Task goal »
Send back every record exactly.

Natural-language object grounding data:

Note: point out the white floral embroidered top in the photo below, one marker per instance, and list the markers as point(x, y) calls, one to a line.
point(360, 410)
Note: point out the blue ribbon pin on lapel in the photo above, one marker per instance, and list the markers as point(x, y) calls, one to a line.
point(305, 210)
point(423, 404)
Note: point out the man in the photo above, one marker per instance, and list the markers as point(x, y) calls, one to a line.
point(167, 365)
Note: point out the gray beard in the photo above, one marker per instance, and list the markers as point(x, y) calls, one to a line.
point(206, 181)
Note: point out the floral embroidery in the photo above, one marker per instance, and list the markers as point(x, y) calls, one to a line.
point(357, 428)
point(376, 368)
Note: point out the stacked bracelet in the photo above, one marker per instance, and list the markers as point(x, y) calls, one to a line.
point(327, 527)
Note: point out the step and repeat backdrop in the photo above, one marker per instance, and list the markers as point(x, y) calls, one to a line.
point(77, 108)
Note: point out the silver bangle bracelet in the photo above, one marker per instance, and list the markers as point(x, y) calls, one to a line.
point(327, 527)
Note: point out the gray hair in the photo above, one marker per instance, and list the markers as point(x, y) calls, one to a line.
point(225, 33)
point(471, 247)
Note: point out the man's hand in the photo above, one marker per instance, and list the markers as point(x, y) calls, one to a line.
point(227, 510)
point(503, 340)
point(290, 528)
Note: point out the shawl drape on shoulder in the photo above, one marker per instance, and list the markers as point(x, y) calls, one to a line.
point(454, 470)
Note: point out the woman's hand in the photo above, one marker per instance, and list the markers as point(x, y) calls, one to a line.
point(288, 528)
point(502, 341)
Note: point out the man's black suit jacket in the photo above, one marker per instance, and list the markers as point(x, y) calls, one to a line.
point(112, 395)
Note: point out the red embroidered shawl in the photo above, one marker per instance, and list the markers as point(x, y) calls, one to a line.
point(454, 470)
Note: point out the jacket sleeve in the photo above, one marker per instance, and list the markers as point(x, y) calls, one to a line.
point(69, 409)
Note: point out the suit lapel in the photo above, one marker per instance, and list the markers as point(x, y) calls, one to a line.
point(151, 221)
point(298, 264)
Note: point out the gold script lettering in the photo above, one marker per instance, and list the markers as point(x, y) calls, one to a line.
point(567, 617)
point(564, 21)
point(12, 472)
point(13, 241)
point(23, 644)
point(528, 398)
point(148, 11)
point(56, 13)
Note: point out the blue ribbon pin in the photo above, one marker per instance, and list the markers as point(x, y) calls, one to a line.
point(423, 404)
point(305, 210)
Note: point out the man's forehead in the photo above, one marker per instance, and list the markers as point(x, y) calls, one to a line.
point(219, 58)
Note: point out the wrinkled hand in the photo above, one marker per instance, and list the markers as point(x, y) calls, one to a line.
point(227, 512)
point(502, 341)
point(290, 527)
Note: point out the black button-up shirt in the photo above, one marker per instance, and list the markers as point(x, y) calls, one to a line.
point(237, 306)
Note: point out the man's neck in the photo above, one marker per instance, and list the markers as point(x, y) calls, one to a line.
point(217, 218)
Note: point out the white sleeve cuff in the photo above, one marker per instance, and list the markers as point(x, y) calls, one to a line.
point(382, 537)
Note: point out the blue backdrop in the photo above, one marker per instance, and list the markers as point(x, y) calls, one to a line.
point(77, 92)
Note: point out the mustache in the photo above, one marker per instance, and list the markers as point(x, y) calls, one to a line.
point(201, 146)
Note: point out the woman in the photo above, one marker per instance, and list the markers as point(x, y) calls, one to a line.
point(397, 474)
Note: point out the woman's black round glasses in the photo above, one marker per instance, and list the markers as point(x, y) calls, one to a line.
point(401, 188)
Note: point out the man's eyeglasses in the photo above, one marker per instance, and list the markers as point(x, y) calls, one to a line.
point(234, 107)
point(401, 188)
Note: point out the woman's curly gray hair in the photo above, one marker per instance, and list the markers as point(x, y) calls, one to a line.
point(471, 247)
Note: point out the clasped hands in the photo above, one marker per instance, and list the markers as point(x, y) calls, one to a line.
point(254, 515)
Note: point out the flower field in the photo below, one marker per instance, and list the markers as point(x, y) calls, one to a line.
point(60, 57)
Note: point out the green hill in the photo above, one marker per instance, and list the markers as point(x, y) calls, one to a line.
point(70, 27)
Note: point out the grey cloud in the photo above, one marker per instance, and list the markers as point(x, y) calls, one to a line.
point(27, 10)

Answer to this problem »
Note: point out the white floral embroidered top in the photo below, one marker per instance, and list the markers as point(x, y) calls, one to a line.
point(360, 410)
Note: point out the blue ribbon pin on lapel in the photo above, one marker per instance, and list the markers as point(x, y) calls, one to a line.
point(305, 210)
point(423, 404)
Note: point out the man in the photo above, one marker per instance, and list the markers as point(x, y) calls, one to a line.
point(167, 365)
Note: point out the gray beard in the photo above, one marker per instance, and list the markers as point(x, y) calls, one to a line.
point(206, 181)
Note: point out the floral embroidery in the photo above, one marker per instance, and list the markers as point(x, y) calls, one to a line.
point(357, 428)
point(376, 368)
Note: point out the stacked bracelet in the photo above, one marker per instance, and list the markers as point(x, y) calls, one to a line.
point(327, 527)
Note: point out the step and repeat backdrop in the photo above, one marker per instance, and list the markers as point(x, y) calls, one to a line.
point(77, 108)
Note: point out the silver bangle bracelet in the photo above, one marker per instance, and list the markers as point(x, y) calls, one to a line.
point(327, 527)
Note: point out the gray hair in the photo above, one marker per instance, and list the markers as point(x, y) calls, one to a line.
point(225, 33)
point(471, 247)
Note: point out the man's hand in the photo above, one marker per instance, and list the markers as point(x, y) calls, one to a line.
point(227, 510)
point(503, 340)
point(290, 528)
Note: point out the shawl drape on shoulder in the photo above, one marker per instance, and list the markers as point(x, y) calls, one to a line.
point(454, 470)
Note: point out the woman's hand in the photo above, one marker per instance, and list the markers as point(x, y) calls, one to a line.
point(288, 528)
point(502, 341)
Note: point out the man's black suit jacket in the photo above, one marker per instance, and list the markers as point(x, y) calls, one to a line.
point(112, 395)
Note: point out the red embroidered shawl in the photo above, one marker per instance, and list the markers as point(x, y) calls, one to a line.
point(454, 470)
Note: point out the jacket sleeve in the photo above, one marker per instance, and list the markers as point(x, y) calls, one to a line.
point(69, 409)
Note: point out the suit lapel in the photo above, one marker per instance, and list the markers as point(x, y) calls, one to a line.
point(151, 221)
point(298, 264)
Note: point out the gold script lettering in the photo above, one marker per instance, and list the markers as point(x, y) calls, one to a line.
point(567, 617)
point(564, 21)
point(12, 472)
point(13, 241)
point(23, 644)
point(528, 398)
point(148, 11)
point(56, 13)
Note: point out the blue ribbon pin in the photo above, one marker per instance, and list the markers as point(x, y) calls, one to a line.
point(423, 404)
point(305, 210)
Note: point out the man's forehead in the photo above, one marker per instance, and list the markers as point(x, y) calls, one to a line.
point(219, 58)
Note: point out the wrinkled hand in the photo above, one marker per instance, and list the markers as point(x, y) calls, one to a line.
point(227, 512)
point(502, 341)
point(290, 527)
Note: point out the black button-up shirt in the photo above, one marker per instance, and list the markers as point(x, y) calls, one to a line.
point(237, 306)
Note: point out the man's neck in the photo above, one marker per instance, and list the markers as point(x, y) calls, one to a line.
point(217, 218)
Note: point out the white sleeve cuff in the photo above, one marker per instance, and list the markers as point(x, y) calls, one to a line.
point(382, 537)
Note: point out the blue backdrop in the photo above, one marker per instance, and list the markers as point(x, y) calls, one to a line.
point(77, 92)
Note: point out the mustache in the photo above, one marker per instance, and list the markers as point(x, y) calls, one to a line.
point(201, 146)
Note: point out the woman in the photo above, one marker per instance, and list the markers as point(x, y) calls, one to a line.
point(397, 474)
Note: point out the woman's black round glasses in the photo above, one marker per instance, and list the markers as point(x, y) calls, one to a line.
point(401, 188)
Note: point out the man's eyeglasses in the photo above, one marker per instance, and list the markers as point(x, y) calls, one to a line.
point(234, 107)
point(401, 188)
Note: point out the woman's curly gray hair in the photo above, one marker per instance, and list the markers as point(x, y) calls, one to a line.
point(471, 247)
Note: point out the clasped hands in the photo above, one marker per instance, and list the markers as point(x, y) calls, one to a line.
point(254, 515)
Note: point out the flower field in the photo below, one marker per instance, and list the markers as point(x, y) calls, one to a line.
point(60, 57)
Note: point out the green hill in the photo above, one marker per instance, and list the markers as point(x, y) calls, one to a line.
point(70, 27)
Note: point out the grey cloud in the photo above, one marker per instance, and list the markers as point(x, y) calls, one to a line.
point(27, 10)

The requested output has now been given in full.